## Texte proposé
········

M. Bréhier rappelle que d’après Philon : « Le sage est non un roi, mais le prince des princes, il est divin et roi des rois ; il a été ordonné non par les hommes mais par Dieu » [4], et il n’a pas tort de voir dans cette idée une réminiscence du sage-roi des stoïciens. Dans la félicité des temps vertueux, ce sage ne devait pas être isolé. L’idéal de Philon est donc l’empire des saints ou des sages, où le Messie ne paraît que comme un guerrier valeureux qui les débarrasse de leurs adversaires. Philon a donné satisfaction à « l’oracle », mais ne paraît pas avoir tenu beaucoup à cette figure. Elle n’apparaît que pour céder la place aux saints dont le gouvernement assurera le bonheur de leurs sujets.

········

## Consigne
Répondez aux questions suivantes à partir du texte sur Philon :
(a) D'après la citation de Philon, par qui le sage a-t-il été ordonné ?
(b) De quelle figure M. Bréhier voit-il une réminiscence dans cette idée ?
(c) Sous quels traits le Messie paraît-il dans l'idéal de Philon ?

## Enregistrements fournis

········

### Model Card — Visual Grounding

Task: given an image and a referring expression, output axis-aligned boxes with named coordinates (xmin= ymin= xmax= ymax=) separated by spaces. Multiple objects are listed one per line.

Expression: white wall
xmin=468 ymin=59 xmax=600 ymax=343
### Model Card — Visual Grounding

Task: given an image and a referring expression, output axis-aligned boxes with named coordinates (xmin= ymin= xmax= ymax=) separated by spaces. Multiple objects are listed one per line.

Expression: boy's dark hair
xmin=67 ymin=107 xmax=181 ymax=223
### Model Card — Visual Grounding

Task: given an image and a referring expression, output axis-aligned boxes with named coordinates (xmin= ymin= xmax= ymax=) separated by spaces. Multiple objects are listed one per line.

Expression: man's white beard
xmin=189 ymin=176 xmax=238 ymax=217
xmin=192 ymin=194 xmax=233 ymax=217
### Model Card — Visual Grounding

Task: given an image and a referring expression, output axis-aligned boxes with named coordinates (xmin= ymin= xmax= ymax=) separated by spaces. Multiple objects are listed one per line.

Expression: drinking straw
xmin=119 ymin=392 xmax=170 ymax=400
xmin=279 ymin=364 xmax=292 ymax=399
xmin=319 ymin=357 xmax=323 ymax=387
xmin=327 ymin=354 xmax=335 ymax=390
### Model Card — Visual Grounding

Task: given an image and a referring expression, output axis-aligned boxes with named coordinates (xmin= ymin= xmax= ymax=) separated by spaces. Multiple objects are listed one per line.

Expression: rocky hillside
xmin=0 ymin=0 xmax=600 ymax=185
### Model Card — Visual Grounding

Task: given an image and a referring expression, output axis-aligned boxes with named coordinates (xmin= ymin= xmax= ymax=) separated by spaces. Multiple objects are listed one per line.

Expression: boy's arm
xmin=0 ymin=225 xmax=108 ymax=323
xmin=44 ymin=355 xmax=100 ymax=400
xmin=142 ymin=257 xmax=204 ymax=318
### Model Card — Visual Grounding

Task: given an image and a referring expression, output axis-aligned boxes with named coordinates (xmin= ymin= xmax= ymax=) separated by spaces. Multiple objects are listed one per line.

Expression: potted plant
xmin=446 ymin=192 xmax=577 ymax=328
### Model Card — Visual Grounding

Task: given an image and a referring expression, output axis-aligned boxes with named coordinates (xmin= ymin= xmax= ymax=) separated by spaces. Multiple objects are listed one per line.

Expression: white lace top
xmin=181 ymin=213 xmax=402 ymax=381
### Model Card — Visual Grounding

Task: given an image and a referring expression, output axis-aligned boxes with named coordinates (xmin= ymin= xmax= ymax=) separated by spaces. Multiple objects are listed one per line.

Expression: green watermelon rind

········

## Réponse
(a) Par Dieu, et non par les hommes.
(b) Du sage-roi des stoïciens.
(c) Comme un guerrier valeureux qui débarrasse les saints ou les sages de leurs adversaires.